Passage shown:
= Howard Newton (engineer) =

Alfred Howard Vincent Newton (13 January 1852 – 27 July 1897) was the Assistant Engineer to the Singapore Municipality from 1877 to 1896, and later Acting Deputy Executive Engineer for Waterworks of Bombay.

==Early life and education==
Newton was born on 13 January 1852 in London as the fourth son of civil engineer William Edward Newton. He was educated at King's College London, where he won the Daniell Chemical Scholarship. After attending the school, he was articled by his father.

==Career==
He was employed by Henry Young Darracott Scott to carry out experiments in connection with sewage works at Leeds, Bolton and Nottingham.

He was appointed the Assistant Engineer to the Singapore Municipality in 1877. Then Governor of the Straits Settlements Frederick Weld strongly supported his candidature for the post. He was made an Associate Member of the Institution of Civil Engineers on 6 April 1880. Due to the declining health and later death of fellow municipal engineer James MacRitchie, he had to carry on work single-handed. He erected various iron and steel bridges, water-supply buildings, public buildings and drainage and reclamation works on the island and designed bridges for private firms. He studied bridge construction and the testing of materials at the University of Sydney for six months in 1896 while on leave.

List of tasks:
1) In the biography of Howard Newton, copy out the stretch from "Alfred Howard Vincent" through "by his father.".
2) According to the biography of Howard Newton, which scholarship did he win at King's College London?
3) Continue the biography of Howard Newton, picking up after its final sentence.

Referring-expression pointing data
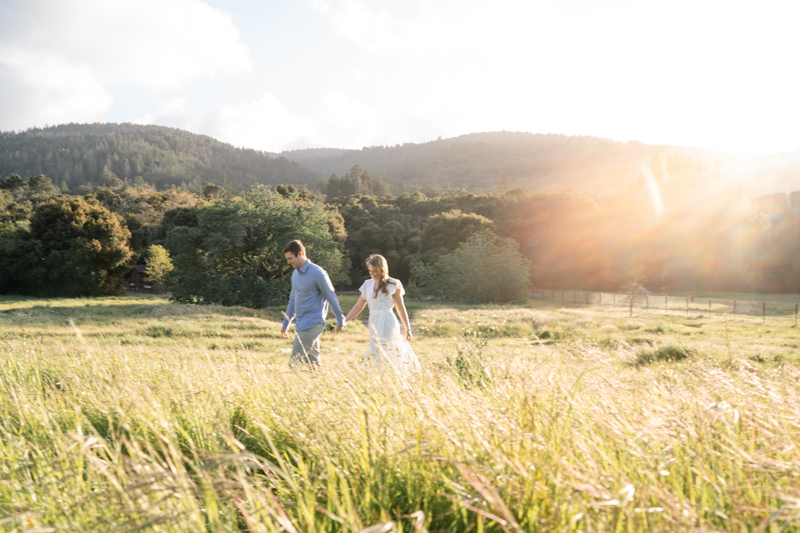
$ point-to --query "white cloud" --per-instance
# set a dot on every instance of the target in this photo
(40, 90)
(267, 124)
(173, 106)
(58, 57)
(714, 74)
(264, 124)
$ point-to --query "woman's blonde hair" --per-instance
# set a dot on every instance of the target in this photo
(379, 263)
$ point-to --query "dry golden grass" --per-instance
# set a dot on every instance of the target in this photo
(153, 416)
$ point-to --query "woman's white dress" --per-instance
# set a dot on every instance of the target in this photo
(387, 346)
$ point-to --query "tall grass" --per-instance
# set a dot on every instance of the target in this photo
(165, 433)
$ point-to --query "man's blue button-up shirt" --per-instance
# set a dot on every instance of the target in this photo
(312, 292)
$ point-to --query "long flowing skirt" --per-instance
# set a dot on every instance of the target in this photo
(388, 347)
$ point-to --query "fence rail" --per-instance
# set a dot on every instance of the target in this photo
(641, 303)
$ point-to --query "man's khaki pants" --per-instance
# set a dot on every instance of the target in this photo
(305, 349)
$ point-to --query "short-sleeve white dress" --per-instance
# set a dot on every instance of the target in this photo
(387, 346)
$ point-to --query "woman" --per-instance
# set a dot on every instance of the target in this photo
(387, 346)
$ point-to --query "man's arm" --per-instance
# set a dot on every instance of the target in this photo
(327, 291)
(289, 315)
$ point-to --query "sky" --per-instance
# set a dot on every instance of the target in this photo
(281, 75)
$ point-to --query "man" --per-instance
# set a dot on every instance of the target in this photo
(311, 294)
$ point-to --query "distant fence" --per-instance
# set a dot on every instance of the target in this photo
(641, 303)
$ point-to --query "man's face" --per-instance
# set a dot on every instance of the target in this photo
(296, 261)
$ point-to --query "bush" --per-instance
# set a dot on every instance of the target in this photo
(668, 353)
(484, 269)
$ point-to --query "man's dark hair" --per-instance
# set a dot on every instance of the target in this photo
(295, 247)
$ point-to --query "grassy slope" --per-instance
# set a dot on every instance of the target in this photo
(170, 417)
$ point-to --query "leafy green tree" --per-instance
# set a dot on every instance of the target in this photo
(444, 232)
(73, 248)
(158, 264)
(234, 254)
(484, 269)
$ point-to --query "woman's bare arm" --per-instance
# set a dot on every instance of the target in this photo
(357, 308)
(401, 310)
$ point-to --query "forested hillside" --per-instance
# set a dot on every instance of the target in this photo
(72, 155)
(498, 160)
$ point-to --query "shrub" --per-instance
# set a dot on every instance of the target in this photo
(668, 353)
(484, 269)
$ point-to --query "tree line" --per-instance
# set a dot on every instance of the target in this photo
(678, 227)
(89, 155)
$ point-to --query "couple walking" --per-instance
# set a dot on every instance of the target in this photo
(312, 293)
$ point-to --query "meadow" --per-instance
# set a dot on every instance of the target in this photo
(137, 414)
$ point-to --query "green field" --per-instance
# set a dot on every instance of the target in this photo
(136, 414)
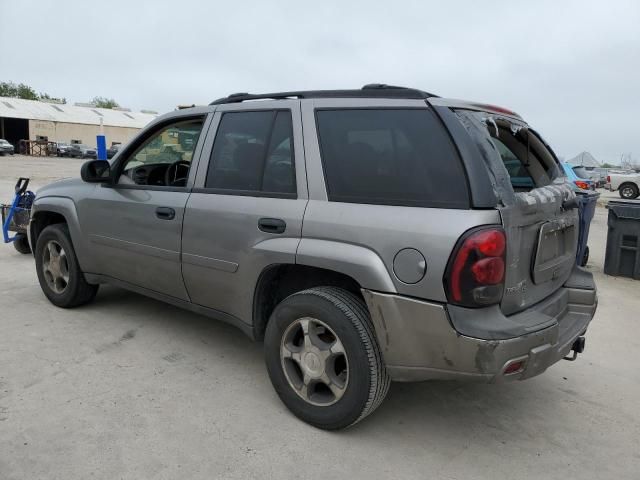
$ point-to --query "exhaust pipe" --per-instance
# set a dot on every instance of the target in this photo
(576, 348)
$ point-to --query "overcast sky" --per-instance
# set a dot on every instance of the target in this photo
(572, 69)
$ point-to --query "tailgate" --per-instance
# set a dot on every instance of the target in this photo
(542, 235)
(542, 239)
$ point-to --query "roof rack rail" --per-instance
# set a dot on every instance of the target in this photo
(371, 90)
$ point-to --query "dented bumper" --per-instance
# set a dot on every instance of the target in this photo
(423, 340)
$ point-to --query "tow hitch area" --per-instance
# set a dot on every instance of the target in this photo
(576, 348)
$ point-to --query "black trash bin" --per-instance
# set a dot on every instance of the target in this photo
(623, 239)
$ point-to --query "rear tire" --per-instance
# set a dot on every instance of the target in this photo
(59, 274)
(331, 374)
(629, 191)
(21, 244)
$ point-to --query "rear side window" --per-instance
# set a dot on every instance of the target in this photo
(253, 152)
(390, 157)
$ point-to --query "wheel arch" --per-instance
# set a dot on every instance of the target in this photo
(51, 210)
(278, 281)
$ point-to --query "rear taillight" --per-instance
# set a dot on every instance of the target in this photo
(475, 274)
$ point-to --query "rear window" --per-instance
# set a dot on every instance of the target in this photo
(582, 172)
(526, 157)
(390, 157)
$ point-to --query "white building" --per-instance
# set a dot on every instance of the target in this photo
(34, 120)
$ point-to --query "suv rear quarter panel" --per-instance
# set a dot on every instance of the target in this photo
(369, 237)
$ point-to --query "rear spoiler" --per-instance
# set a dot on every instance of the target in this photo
(467, 105)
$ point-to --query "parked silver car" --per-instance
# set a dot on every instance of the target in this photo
(365, 235)
(6, 147)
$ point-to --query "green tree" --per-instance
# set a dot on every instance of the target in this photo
(102, 102)
(46, 96)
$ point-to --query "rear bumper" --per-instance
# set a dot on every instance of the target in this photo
(419, 341)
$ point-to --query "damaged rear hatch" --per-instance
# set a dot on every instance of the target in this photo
(536, 204)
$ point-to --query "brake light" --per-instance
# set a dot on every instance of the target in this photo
(475, 275)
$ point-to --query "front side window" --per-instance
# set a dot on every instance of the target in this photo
(253, 152)
(164, 158)
(390, 157)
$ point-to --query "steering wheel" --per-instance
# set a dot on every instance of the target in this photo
(176, 173)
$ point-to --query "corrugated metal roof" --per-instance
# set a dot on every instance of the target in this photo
(584, 159)
(34, 110)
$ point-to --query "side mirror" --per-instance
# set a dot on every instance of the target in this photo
(96, 171)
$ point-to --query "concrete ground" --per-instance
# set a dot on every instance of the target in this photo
(131, 388)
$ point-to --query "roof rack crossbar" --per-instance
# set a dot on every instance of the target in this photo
(372, 90)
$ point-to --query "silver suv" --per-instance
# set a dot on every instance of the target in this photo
(365, 235)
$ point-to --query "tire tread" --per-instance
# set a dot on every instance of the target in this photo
(356, 311)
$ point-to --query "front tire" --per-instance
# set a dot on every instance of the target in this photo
(629, 191)
(59, 274)
(323, 358)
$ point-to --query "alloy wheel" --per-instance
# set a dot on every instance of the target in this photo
(55, 267)
(314, 361)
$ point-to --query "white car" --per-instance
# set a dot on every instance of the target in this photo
(628, 184)
(6, 147)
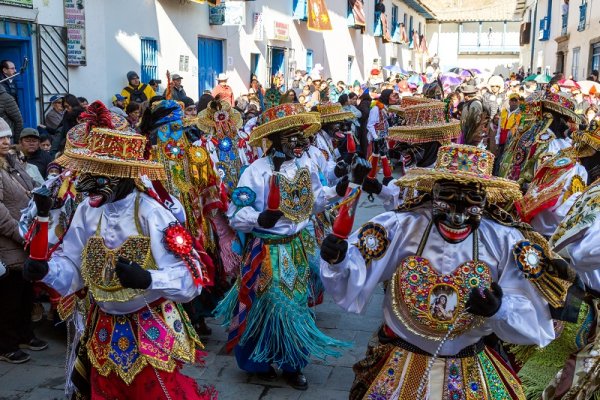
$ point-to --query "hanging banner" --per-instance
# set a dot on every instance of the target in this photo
(18, 3)
(358, 11)
(75, 24)
(318, 16)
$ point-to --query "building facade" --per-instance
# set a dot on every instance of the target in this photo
(560, 36)
(86, 47)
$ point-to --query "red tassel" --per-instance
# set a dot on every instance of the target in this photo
(350, 143)
(374, 166)
(387, 169)
(274, 194)
(342, 225)
(38, 246)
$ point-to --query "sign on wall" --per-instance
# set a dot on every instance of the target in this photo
(75, 24)
(18, 3)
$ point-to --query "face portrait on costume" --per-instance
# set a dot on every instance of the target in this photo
(103, 189)
(457, 209)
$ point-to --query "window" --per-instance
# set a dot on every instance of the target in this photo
(575, 65)
(149, 67)
(309, 60)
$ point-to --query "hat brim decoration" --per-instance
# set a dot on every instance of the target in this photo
(112, 153)
(425, 122)
(465, 165)
(284, 117)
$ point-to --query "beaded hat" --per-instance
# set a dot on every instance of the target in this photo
(333, 112)
(561, 104)
(425, 121)
(283, 117)
(112, 153)
(220, 119)
(463, 164)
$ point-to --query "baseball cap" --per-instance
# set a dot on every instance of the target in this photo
(29, 132)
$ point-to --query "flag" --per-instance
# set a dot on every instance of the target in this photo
(318, 17)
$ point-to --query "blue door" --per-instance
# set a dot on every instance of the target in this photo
(15, 45)
(210, 63)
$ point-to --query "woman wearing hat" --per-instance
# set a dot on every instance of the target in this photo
(441, 250)
(267, 309)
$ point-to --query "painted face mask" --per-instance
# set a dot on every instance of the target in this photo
(103, 189)
(457, 209)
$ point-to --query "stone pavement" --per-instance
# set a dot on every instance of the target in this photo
(43, 376)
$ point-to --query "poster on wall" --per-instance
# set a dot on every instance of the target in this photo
(18, 3)
(75, 24)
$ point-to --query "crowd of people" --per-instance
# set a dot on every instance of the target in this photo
(139, 219)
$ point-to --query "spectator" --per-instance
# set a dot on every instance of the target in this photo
(177, 91)
(16, 294)
(8, 70)
(30, 146)
(55, 115)
(10, 113)
(45, 143)
(136, 91)
(133, 111)
(223, 90)
(118, 106)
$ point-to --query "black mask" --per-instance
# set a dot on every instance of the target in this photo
(104, 189)
(457, 209)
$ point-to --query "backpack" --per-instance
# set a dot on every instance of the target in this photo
(138, 94)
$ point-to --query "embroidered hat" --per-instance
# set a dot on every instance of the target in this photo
(219, 119)
(284, 117)
(463, 164)
(561, 104)
(425, 121)
(333, 112)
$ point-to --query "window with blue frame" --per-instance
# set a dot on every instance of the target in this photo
(309, 60)
(149, 67)
(300, 9)
(395, 25)
(582, 15)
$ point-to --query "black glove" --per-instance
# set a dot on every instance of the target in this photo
(43, 201)
(268, 218)
(487, 303)
(132, 275)
(360, 170)
(341, 169)
(372, 186)
(333, 249)
(342, 186)
(34, 270)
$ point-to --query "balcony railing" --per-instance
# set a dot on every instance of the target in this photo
(565, 22)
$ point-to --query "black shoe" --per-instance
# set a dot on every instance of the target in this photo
(15, 357)
(297, 380)
(34, 344)
(270, 375)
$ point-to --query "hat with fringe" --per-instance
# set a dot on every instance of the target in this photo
(466, 165)
(112, 153)
(333, 112)
(425, 121)
(219, 119)
(283, 117)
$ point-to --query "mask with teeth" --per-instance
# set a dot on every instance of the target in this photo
(457, 209)
(104, 189)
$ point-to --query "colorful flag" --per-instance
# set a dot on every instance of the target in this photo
(318, 17)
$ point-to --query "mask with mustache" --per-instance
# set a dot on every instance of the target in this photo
(104, 189)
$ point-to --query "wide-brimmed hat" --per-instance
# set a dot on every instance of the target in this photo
(425, 121)
(219, 119)
(333, 112)
(283, 117)
(463, 164)
(112, 153)
(560, 104)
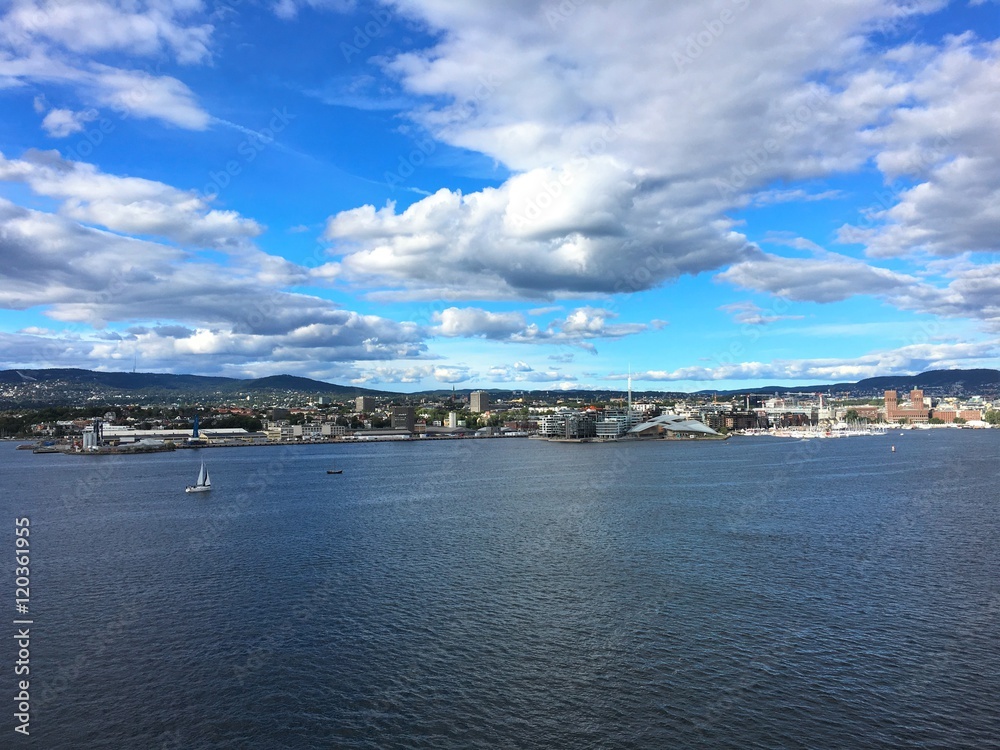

Answers to the exercise:
1)
Alfred Howard Vincent Newton (13 January 1852 – 27 July 1897) was the Assistant Engineer to the Singapore Municipality from 1877 to 1896, and later Acting Deputy Executive Engineer for Waterworks of Bombay.

==Early life and education==
Newton was born on 13 January 1852 in London as the fourth son of civil engineer William Edward Newton. He was educated at King's College London, where he won the Daniell Chemical Scholarship. After attending the school, he was articled by his father.

2) He won the Daniell Chemical Scholarship.

3)
In 1896, he was selected for the post of Acting Deputy Executive Engineer for Waterworks of Bombay, after which he was succeeded by Samuel Tomlinson, who was previously the Water Engineer of Bombay. He sailed for Bombay on 25 August. He was made a full member of the Institution of Civil Engineers on 2 March 1897.

==Personal life and death==
Newton was married to Elizabeth Newton. They had four children. His eldest daughter, Maude, married William Joseph Mayson on 1 November 1906. It was suggested that the strain of handling the work meant for both him and MacRitchie following the latter's decline in health caused Newton's own health to deteriorate. Newton died from cholera on 27 July 1897 after having developed symptoms of cholera the day prior.

==Legacy==
Newton Circus, originally known as Syed Ali Road, was renamed after Newton to avoid confusion with Syed Alwi Road.